# START OF PROVIDED RECORDS
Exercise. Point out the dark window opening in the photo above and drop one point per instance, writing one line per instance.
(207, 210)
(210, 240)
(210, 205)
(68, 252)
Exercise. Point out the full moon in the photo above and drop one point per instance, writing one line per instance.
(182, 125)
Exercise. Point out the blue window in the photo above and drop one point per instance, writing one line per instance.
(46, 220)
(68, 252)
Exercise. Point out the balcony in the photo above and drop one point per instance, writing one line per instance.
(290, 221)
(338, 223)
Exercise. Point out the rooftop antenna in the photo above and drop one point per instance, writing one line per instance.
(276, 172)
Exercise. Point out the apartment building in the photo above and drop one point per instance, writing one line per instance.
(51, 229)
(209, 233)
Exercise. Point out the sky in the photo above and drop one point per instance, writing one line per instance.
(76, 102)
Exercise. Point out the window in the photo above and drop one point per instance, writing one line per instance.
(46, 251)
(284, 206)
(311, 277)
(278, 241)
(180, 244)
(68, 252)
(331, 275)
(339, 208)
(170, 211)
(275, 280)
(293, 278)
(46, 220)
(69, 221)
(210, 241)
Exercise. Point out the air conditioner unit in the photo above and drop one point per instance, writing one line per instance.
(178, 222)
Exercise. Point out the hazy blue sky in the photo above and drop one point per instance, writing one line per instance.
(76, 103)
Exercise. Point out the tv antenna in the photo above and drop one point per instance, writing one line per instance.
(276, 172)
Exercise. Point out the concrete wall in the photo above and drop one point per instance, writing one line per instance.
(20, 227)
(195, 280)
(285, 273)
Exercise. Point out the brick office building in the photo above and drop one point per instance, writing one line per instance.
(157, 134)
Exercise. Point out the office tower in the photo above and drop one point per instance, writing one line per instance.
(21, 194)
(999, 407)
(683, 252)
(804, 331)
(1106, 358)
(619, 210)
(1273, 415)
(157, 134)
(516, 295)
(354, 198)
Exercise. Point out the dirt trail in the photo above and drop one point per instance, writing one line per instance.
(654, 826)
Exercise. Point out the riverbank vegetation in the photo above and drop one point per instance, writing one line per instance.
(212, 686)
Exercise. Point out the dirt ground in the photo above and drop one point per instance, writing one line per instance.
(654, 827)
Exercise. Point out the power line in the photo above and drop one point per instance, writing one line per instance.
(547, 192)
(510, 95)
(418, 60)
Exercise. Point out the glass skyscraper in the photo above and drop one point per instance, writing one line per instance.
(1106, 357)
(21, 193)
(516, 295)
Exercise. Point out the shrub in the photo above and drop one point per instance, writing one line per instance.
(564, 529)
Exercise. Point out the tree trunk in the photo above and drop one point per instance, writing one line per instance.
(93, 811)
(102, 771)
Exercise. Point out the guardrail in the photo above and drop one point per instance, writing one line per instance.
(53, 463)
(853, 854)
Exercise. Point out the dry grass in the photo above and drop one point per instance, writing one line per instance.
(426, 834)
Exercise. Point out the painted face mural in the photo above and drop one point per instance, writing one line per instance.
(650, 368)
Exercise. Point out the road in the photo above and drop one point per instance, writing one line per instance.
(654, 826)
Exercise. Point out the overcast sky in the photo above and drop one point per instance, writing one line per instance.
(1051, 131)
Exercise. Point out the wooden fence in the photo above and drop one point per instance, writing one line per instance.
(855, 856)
# END OF PROVIDED RECORDS
#### SET EXERCISE:
Copy the lines from the one containing "Exercise. Point out the painted" through the last line, replacing "overcast sky" with "cloudy sky" and changing nothing else.

#### CORRECT ANSWER:
Exercise. Point out the painted face mural in the photo above and drop one point per instance, writing one line per instance.
(650, 368)
Exercise. Point out the road in the photo above and drop one point per instance, writing one line per instance.
(654, 826)
Exercise. Point out the cloudy sky in the photo above and drop one point per instance, writing one line per instance.
(1051, 131)
Exercise. Point out the wooden fence in the photo above and drop one point per instance, writing one line per instance.
(855, 856)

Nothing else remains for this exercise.